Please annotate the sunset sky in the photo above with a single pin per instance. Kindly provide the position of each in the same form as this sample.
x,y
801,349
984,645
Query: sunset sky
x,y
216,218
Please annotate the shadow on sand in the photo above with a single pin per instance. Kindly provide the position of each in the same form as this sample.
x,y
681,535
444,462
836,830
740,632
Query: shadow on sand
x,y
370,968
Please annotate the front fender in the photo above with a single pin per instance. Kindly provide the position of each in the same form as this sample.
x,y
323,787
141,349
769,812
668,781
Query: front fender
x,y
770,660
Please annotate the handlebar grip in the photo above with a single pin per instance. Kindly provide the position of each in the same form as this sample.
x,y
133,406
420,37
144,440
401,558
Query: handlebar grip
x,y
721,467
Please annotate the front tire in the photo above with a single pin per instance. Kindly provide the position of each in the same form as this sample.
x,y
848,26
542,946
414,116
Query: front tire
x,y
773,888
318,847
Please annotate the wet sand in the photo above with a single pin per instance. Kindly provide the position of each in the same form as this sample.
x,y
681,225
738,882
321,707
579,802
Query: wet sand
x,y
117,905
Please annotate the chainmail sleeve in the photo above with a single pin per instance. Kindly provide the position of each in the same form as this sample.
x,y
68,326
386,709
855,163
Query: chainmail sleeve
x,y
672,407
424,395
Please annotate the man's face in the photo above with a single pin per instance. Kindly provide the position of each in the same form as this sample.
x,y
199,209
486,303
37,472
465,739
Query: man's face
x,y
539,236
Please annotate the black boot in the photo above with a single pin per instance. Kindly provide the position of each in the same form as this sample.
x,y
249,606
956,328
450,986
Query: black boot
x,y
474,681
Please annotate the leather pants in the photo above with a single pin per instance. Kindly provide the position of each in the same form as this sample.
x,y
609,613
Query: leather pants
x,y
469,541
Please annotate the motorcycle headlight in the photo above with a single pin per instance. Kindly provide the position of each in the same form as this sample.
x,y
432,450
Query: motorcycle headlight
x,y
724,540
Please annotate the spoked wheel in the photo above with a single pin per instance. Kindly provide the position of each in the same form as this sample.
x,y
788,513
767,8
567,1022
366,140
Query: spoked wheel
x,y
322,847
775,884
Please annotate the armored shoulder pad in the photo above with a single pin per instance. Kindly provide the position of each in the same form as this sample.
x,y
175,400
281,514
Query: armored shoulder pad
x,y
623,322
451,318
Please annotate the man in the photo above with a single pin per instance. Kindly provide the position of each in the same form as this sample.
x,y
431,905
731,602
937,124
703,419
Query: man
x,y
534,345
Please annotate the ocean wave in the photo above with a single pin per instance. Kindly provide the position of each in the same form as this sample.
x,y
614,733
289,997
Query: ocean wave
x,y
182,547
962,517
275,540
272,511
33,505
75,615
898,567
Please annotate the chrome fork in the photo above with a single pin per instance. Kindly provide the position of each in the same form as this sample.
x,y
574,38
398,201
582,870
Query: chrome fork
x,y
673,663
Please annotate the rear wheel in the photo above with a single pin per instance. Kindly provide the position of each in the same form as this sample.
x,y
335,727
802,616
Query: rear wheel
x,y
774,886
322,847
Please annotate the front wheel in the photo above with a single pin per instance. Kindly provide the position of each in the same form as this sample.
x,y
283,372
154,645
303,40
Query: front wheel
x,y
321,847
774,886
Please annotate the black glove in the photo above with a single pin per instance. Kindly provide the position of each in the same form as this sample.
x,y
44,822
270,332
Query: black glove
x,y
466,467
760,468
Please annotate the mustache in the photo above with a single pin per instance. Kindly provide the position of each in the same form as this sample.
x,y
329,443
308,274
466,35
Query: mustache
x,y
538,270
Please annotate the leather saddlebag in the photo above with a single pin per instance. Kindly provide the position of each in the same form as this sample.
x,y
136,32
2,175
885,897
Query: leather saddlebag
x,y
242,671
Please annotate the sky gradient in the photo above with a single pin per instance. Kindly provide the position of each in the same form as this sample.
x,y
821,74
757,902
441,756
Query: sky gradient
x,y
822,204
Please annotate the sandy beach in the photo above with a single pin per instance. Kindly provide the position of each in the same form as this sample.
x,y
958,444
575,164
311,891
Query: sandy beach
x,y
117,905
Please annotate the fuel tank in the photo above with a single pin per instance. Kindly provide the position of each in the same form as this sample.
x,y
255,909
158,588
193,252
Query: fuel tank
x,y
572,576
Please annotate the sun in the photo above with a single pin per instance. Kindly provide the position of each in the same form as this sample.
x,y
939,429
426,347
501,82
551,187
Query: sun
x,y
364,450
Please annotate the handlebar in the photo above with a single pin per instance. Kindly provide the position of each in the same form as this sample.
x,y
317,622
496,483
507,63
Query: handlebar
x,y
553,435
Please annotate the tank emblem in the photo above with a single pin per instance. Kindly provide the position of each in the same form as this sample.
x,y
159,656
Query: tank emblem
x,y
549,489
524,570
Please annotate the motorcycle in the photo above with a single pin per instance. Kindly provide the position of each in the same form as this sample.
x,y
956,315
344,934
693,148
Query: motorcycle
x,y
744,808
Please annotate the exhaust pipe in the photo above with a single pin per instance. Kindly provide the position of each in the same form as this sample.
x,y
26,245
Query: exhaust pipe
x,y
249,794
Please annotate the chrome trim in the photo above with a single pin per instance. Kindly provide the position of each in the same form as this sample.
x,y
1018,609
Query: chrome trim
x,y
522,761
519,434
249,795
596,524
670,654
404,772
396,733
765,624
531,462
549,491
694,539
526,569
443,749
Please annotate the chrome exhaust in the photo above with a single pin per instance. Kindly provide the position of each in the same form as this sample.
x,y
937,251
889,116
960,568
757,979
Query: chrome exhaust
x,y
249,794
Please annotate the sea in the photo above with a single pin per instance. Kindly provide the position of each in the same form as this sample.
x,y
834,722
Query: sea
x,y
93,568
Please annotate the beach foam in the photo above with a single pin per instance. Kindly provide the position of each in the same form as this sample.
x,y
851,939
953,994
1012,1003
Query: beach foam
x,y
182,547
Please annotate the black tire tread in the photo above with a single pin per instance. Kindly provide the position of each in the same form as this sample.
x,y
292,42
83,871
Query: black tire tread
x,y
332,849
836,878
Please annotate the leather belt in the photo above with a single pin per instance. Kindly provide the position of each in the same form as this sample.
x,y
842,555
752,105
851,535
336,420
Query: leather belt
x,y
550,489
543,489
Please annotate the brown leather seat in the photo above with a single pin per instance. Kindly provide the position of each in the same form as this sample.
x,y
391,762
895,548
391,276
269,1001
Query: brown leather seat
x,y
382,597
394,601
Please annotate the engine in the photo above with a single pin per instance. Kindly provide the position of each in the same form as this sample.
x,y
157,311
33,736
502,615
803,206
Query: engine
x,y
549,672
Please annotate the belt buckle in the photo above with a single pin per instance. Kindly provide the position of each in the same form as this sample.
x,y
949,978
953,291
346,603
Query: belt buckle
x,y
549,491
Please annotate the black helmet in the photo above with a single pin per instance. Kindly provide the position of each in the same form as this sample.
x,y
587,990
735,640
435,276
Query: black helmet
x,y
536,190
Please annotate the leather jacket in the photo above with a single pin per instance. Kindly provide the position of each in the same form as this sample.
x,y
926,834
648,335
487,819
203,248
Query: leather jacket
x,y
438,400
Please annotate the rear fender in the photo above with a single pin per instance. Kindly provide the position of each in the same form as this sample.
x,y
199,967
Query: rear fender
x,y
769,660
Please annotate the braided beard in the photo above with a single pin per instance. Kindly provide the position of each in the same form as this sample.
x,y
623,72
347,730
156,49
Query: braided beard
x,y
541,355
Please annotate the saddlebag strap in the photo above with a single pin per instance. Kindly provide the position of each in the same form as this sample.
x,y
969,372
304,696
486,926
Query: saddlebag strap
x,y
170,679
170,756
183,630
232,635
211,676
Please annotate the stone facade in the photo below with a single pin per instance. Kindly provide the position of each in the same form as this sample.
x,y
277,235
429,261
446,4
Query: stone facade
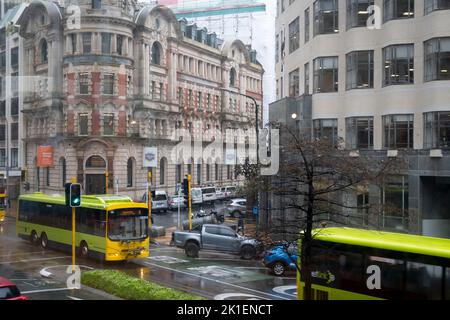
x,y
127,79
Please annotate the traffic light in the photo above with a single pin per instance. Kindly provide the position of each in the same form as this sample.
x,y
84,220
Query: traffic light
x,y
73,194
186,188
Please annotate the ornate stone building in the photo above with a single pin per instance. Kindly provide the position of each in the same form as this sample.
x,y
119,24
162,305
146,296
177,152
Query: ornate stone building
x,y
103,85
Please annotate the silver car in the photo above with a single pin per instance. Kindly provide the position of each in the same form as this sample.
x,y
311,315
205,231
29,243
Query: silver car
x,y
237,207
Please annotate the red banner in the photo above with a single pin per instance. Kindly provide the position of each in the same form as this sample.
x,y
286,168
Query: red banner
x,y
45,157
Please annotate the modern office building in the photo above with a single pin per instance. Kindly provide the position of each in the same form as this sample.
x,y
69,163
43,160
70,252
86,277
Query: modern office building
x,y
110,90
384,89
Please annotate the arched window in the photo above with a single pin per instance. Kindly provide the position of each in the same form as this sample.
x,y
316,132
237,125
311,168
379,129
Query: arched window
x,y
233,77
44,51
130,166
156,53
162,171
62,163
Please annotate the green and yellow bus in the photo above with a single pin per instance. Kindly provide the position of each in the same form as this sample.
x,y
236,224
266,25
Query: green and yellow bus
x,y
356,264
109,228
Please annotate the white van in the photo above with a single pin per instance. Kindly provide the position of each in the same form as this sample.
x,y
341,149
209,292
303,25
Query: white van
x,y
197,197
209,194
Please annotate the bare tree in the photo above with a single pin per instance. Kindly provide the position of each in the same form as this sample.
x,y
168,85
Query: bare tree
x,y
313,183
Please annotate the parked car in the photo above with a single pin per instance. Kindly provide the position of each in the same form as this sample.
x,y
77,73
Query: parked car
x,y
175,200
281,259
220,195
237,207
229,192
9,291
160,201
209,194
216,238
197,196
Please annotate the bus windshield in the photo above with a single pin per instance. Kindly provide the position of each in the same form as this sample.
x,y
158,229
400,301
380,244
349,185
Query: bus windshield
x,y
127,224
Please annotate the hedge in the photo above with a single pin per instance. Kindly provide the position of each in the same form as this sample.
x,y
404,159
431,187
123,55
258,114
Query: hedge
x,y
126,287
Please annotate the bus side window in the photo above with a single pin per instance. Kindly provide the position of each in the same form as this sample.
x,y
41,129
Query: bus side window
x,y
423,281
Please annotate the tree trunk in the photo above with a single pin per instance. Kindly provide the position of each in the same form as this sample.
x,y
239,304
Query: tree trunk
x,y
306,245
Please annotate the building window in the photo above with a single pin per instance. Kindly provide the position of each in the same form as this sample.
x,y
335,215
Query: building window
x,y
120,45
14,131
233,77
398,9
14,157
43,51
398,61
307,78
108,124
396,203
307,25
294,35
360,70
87,42
359,132
326,74
62,163
437,59
326,129
437,130
108,83
277,48
130,172
83,80
106,43
432,5
294,83
83,121
398,131
15,56
2,158
2,133
326,17
357,13
156,53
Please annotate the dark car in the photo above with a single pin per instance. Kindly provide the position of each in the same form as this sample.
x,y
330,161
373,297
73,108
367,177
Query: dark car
x,y
9,291
281,258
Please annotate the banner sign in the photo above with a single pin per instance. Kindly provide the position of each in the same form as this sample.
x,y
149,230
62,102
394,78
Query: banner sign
x,y
150,158
45,157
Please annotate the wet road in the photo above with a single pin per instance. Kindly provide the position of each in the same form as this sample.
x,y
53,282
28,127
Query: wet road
x,y
212,275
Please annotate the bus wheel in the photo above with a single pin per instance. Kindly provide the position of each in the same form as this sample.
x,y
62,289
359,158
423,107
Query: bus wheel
x,y
34,238
44,240
84,249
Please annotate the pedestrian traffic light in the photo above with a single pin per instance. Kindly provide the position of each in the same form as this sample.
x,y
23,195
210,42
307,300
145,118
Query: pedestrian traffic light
x,y
186,187
73,194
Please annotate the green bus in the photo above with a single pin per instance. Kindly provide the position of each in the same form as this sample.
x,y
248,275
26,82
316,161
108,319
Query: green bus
x,y
346,262
109,228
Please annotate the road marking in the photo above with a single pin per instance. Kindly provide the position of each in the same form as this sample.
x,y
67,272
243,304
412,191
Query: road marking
x,y
30,260
215,280
45,290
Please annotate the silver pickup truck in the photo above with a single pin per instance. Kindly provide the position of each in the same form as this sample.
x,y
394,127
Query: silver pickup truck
x,y
217,238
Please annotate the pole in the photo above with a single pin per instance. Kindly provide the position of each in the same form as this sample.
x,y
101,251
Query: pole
x,y
189,202
74,180
179,207
149,200
107,180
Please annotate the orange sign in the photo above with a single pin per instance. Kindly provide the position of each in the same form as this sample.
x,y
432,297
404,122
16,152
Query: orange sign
x,y
45,156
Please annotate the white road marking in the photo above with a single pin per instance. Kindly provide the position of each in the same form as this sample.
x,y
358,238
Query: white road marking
x,y
30,260
45,290
215,280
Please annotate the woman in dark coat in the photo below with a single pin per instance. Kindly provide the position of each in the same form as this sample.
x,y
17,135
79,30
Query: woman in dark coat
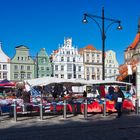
x,y
119,98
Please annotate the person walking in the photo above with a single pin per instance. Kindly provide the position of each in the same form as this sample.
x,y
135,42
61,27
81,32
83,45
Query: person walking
x,y
119,98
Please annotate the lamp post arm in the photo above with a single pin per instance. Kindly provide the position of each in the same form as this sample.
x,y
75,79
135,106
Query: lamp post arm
x,y
92,17
116,21
99,17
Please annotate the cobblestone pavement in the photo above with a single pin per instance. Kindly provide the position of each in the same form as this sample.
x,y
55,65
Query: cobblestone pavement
x,y
95,127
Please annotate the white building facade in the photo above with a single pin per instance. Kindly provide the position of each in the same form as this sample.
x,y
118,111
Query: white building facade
x,y
67,62
111,65
4,65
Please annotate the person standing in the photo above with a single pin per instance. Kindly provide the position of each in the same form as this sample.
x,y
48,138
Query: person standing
x,y
119,98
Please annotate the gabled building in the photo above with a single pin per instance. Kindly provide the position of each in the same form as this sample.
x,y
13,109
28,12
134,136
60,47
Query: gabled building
x,y
67,62
4,65
44,66
132,58
111,65
92,60
22,65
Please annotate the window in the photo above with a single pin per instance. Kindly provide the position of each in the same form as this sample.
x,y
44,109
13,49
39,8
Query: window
x,y
69,67
4,67
68,52
87,69
62,59
98,77
42,68
62,75
15,76
92,70
98,61
56,67
16,67
69,76
43,60
98,70
28,75
93,77
28,67
79,76
79,68
22,67
87,77
47,69
5,75
68,59
62,68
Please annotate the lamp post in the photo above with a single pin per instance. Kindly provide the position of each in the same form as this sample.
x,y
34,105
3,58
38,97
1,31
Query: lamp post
x,y
103,32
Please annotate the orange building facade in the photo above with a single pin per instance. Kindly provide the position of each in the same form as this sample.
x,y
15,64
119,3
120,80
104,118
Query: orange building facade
x,y
132,58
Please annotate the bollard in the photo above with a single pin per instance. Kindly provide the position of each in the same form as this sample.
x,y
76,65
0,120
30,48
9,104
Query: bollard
x,y
137,106
85,109
41,110
104,107
65,109
15,111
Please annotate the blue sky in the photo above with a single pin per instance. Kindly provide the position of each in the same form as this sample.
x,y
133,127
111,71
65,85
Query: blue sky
x,y
44,24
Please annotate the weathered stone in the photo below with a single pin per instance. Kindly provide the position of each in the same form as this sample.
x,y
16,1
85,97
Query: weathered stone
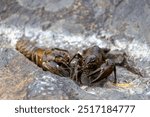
x,y
121,25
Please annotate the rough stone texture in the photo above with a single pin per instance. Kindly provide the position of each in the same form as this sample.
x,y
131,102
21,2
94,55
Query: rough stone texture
x,y
74,25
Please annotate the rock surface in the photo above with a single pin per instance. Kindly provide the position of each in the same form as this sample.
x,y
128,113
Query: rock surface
x,y
122,25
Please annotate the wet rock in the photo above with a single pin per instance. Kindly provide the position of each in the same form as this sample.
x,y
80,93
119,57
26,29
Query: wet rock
x,y
121,25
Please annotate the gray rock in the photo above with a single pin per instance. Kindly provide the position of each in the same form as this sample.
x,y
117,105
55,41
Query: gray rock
x,y
121,25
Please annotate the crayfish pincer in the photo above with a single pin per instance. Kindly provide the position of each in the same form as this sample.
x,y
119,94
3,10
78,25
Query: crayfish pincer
x,y
92,66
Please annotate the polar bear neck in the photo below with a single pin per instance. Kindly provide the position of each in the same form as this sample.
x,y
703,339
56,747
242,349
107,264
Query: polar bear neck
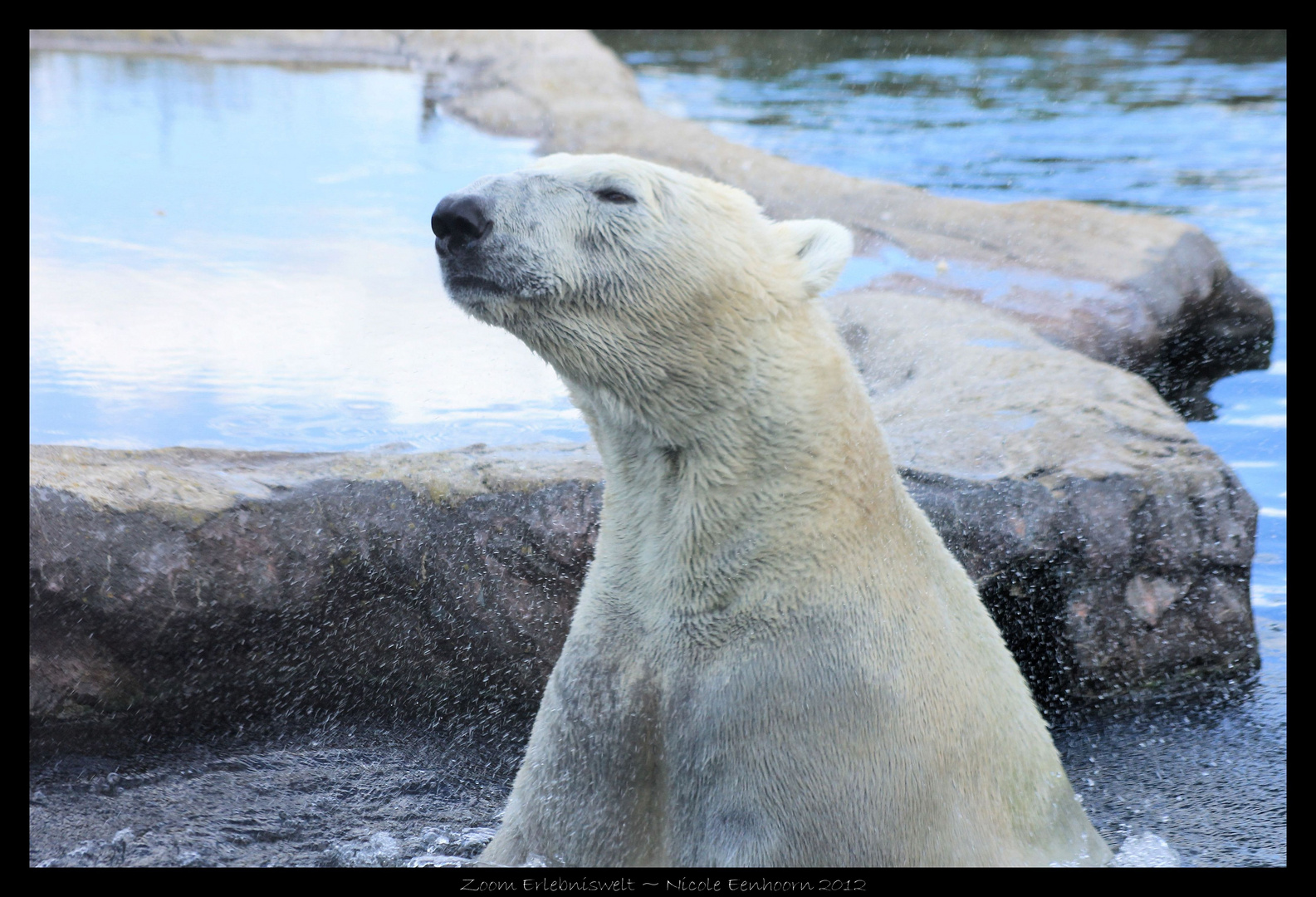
x,y
712,486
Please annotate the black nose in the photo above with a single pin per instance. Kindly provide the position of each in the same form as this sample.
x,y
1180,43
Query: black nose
x,y
459,222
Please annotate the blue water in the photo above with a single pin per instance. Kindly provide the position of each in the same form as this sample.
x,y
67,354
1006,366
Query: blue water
x,y
1137,124
237,256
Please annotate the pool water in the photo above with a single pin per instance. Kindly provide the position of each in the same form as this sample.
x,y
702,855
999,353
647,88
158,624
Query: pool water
x,y
1190,125
238,256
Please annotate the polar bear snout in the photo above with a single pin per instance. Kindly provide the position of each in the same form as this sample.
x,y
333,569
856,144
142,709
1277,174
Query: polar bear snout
x,y
458,223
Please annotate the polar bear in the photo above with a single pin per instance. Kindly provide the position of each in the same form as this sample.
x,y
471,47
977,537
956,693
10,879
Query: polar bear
x,y
774,659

** Exercise prompt **
Pictures are left out; print exactly the lines from the one holding "Please annotate the rock" through the last line of the listing above, both included.

** Solution for this task **
Please annotate the rock surface in the photo above with a single pin per instance. Kindly provide the position of each in the same form as this sample.
x,y
128,113
Query: rock surface
x,y
122,25
Please annotate the wet rock in the photo above with a single pin per instance. Kindly provide the position of each in the same form as this sample.
x,y
80,93
119,57
26,29
Query: wet rock
x,y
121,25
Please annotate the gray rock in the photo above with a single pin per instance. Kindly provide the position of each in the same form as this sample.
x,y
117,105
55,41
Query: gray rock
x,y
121,25
Please annotate the crayfish pincer in the photo above with a single pin per instance. Kindly provide the position of each in the same form as this sample.
x,y
119,94
3,10
78,25
Query: crayfish pincer
x,y
92,66
Please annotate the polar bear neck in the photo below with a single pin per instance. Kindly provide the position of each in the same form as this sample.
x,y
703,339
56,747
242,349
107,264
Query: polar bear neck
x,y
712,486
Please annotate the black nose in the photo above with a single pin per instance. Kindly provide the position of each in the same form as this sample.
x,y
1180,43
Query: black nose
x,y
459,222
Please annotate the blue water in the photo above with a single pin per instance. Kindly provide the position of each in the same form as this sample.
x,y
67,354
1006,366
Query: blue water
x,y
1137,124
237,256
Please annotate the pool water in the photo above with a single pin per instance. Kindly provide the position of each in the same form as this sample.
x,y
702,855
999,353
647,88
158,624
Query: pool water
x,y
1190,125
238,256
Please annotate the polar bear snout in the photo above with a single pin per instance. Kindly provide the position of each in the same form as this sample.
x,y
333,569
856,144
142,709
1277,174
Query: polar bear snout
x,y
458,223
Please annotate the polar bear in the photo above with a single pin per instance. Kindly provide the position of each in the same form as this sample.
x,y
471,47
977,537
956,693
10,879
Query: polar bear
x,y
774,659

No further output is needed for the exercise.